* [What you have to do] Reproduce the listing below word for word, with nothing added or left out.

* [Records for the exercise]
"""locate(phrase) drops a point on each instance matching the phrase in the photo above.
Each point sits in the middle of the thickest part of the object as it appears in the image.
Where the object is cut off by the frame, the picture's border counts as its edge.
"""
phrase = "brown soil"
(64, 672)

* [Exercise solution]
"""locate(phrase) drops a point on each instance matching the phrase in the photo above.
Each point sits in the middle of the thickest part of the object as it appears in the image.
Where the object is cut off by the frame, the picture's border counts as its edge.
"""
phrase = "brown soil"
(64, 672)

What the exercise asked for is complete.